§ Input records

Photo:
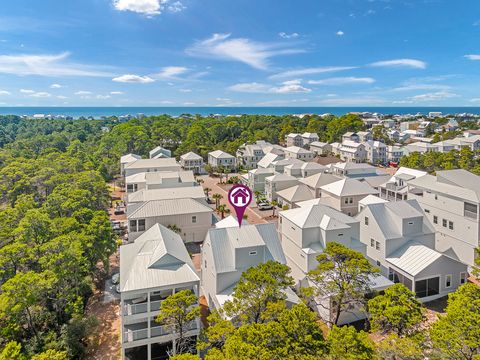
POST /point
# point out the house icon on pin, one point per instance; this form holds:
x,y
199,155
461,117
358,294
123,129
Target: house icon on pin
x,y
240,197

§ Problem requirements
Repeat the material verbatim. Do not carry over any picture.

§ Answer space
Photo:
POST /point
# point out the house icon on pin, one point per instance; this form holds:
x,y
199,155
461,117
358,294
123,129
Target: house icon on pin
x,y
240,197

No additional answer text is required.